**TRAVAIL DEMANDÉ:**
[A] D'après le texte sur les gilets jaunes, sur quoi portait la revendication première du mouvement ?
[B] Rédigez la suite du texte sur le mouvement des gilets jaunes en partant de sa dernière phrase.

**TEXTE À LIRE:**
Annoncé à l’origine sur les réseaux sociaux, le mouvement des gilets jaunes s’est bel et bien tenu samedi dans toute la France. Alors que nombreuses étaient les personnes à se demander quelle serait l’ampleur de la mobilisation dans la vraie vie, ceux-ci ont démontré qu’ils parvenaient à mobiliser plus que sur les réseaux sociaux et les multiples signatures virtuelles, retweets ou autre « j’aime » se sont matérialisés un peu partout en France où des groupes de gilets jaunes ont bloqué des routes, organisé des chenilles voire même des matchs de foot sur les autoroutes. Face à l’ampleur de la mobilisation, qui semble d’ailleurs se poursuivre bien que baissant en intensité, le gouvernement est resté sourd.
Comme je l’avais déjà écrit vendredi dernier, je pense que certaines des colères portées par les gilets jaunes sont légitimes et se sont surimposées à la revendication première qui concernait la hausse des taxes sur les carburants et uniquement ce point. Face à ce qu’il faut appeler une mobilisation réussie, il importe à mes yeux de tenter d’esquisser une analyse de ladite mobilisation ainsi que des réactions qu’elle a suscitées en cela qu’elles sont révélatrices à de multiples échelles : elles permettent évidemment d’en apprendre plus sur les auteurs de ces réactions mais elles permettent également de tirer des enseignements sur le mouvement en lui-même et donc à permettre de mieux l’appréhender à quelques jours d’une mobilisation non plus nationale mais parisienne.
Le progressisme à peu de frais
Les premières réactions qui me paraissent intéressantes à interroger proviennent assurément de ceux qui se proclament de gauche. Que ça soit sur les réseaux sociaux ou bien sur les plateaux télé, nous avons assisté à un certain déferlement de mépris à l’égard du mouvement des gilets jaunes. D’aucuns ont été tenté de voir dans ce mépris le signe d’un mépris de classe mais je ne souscris pas réellement à cette analyse. Pour qu’il y ait eu mépris de classe encore faudrait-il que les gilets jaunes soient un mouvement de classe, ce qui ne me parait guère évident. Il est en revanche assez aisé de voir que ce mouvement a agrégé des personnes aux revendications diverses, parfois contradictoires – comme est finalement le propre de tout mouvement citoyen. En ce sens, se saisir de certains des débordements racistes pour transformer l’ensemble des participants en beaufs haineux ne me parait pas particulièrement honnête intellectuellement.
Creusons un peu ce positionnement. Il est euphémique de dire que les partis, syndicats et mouvements de gauche ont été mis dans un grand inconfort au fur et à mesure que la mobilisation prenait de l’ampleur sur les réseaux sociaux. Mouvement originellement porté par une revendication de baisse des taxes sur les carburants mais s’opposant frontalement à Emmanuel Macron, les gilets jaunes ont rendu toute une partie de la gauche schizophrène dans la mesure où le noyautage par certains réseaux d’extrême-droite en même temps que par les lobbies autoroutiers rendaient difficilement acceptable un soutien au mouvement. Malgré la présence de ces revendications, les gilets jaunes ont également exprimé un cri de colère d’une partie des Français se sentant oubliés et condamnés à voir leur niveau de vie s’éroder quand celui des puissants progresse encore et encore. Condamner en bloc ce mouvement citoyen et n’y voir que l’agglomérat de personnes uniquement mues par un désir de baisse des taxes permet de s’acheter à peu de frais une posture de gauche en se complaisant dans une espèce d’autocélébration à la fois complètement déconnectée et totalement mortifère pour les idées de gauche.

**LIGNES DE DONNÉES:**
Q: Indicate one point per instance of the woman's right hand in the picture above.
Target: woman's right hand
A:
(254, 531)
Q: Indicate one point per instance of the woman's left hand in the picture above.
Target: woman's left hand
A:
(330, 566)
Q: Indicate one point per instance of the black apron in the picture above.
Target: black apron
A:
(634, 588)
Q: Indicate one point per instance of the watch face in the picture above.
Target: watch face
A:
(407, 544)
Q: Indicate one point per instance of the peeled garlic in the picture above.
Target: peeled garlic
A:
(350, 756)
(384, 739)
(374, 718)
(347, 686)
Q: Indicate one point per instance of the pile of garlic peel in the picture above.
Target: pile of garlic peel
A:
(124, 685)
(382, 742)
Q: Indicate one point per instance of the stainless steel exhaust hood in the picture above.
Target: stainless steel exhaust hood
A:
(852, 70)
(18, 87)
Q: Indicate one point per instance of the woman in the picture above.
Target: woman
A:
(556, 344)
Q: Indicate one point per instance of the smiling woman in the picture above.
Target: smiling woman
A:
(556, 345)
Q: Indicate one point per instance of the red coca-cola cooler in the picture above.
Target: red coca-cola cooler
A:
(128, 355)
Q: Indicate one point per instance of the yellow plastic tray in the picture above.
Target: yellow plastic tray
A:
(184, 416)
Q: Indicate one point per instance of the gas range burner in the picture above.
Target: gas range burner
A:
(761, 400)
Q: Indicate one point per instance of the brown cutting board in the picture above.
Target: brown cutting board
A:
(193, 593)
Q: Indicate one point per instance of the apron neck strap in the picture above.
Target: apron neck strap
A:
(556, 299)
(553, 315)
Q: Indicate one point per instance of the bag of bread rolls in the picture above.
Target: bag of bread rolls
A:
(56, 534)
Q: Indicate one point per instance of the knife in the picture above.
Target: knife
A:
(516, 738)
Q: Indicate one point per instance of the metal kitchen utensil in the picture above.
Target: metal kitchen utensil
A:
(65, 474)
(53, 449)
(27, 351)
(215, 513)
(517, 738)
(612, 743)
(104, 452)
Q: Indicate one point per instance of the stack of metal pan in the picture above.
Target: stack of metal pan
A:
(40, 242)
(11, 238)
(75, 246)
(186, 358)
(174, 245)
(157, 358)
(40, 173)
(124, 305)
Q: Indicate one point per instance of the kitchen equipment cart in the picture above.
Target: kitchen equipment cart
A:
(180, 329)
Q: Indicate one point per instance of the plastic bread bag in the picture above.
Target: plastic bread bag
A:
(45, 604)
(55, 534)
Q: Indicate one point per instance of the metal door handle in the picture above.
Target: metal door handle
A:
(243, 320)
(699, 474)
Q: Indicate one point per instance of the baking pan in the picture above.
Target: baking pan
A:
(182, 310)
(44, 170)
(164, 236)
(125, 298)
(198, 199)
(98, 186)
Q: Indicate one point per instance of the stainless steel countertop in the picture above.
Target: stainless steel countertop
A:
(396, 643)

==

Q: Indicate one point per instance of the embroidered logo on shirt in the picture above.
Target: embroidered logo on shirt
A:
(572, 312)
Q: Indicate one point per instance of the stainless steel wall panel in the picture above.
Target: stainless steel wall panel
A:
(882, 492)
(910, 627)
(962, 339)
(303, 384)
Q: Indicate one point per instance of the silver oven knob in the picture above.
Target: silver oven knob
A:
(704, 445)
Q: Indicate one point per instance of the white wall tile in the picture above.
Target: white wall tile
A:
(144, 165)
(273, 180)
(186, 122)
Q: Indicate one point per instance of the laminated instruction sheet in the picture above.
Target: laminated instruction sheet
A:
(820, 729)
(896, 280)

---

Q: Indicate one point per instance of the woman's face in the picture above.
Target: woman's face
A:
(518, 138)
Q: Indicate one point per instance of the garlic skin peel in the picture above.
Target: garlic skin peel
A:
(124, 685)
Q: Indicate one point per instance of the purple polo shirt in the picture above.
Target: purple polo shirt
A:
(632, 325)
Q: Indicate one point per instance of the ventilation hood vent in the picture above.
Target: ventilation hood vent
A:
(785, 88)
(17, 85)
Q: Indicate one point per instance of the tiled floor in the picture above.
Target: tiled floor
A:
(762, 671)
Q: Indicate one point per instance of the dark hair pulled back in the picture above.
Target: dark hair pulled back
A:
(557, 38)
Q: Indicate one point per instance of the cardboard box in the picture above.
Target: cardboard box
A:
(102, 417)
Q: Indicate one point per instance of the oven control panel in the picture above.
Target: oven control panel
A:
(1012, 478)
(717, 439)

**RÉPONSES ATTENDUES:**
[A] Elle portait sur la hausse des taxes sur les carburants, et uniquement sur ce point.

[B]
Dis-moi comment on te traite, je te dirais qui tu es
Une fois ces quelques clarifications effectuées, il convient me semble-t-il de s’attarder désormais sur le traitement médiatique qu’ont reçu les gilets jaunes. Dès avant la journée de samedi, les principaux médias du pays ont ouvert leurs micros et leurs antennes à ce mouvement. S’il ne faut pas négliger le poids que la nouveauté peut avoir pour des journalistes toujours contents de sortir du train train quotidien, cette grande mansuétude interroge et cela, d’autant plus qu’il n’y a pas si longtemps le mouvement Nuit Debout avait été prestement vilipendé. Dès lors, comment expliquer cette couverture médiatique méliorative avant le mouvement ainsi que le traitement de la journée de samedi par les médias dominants de ce pays ?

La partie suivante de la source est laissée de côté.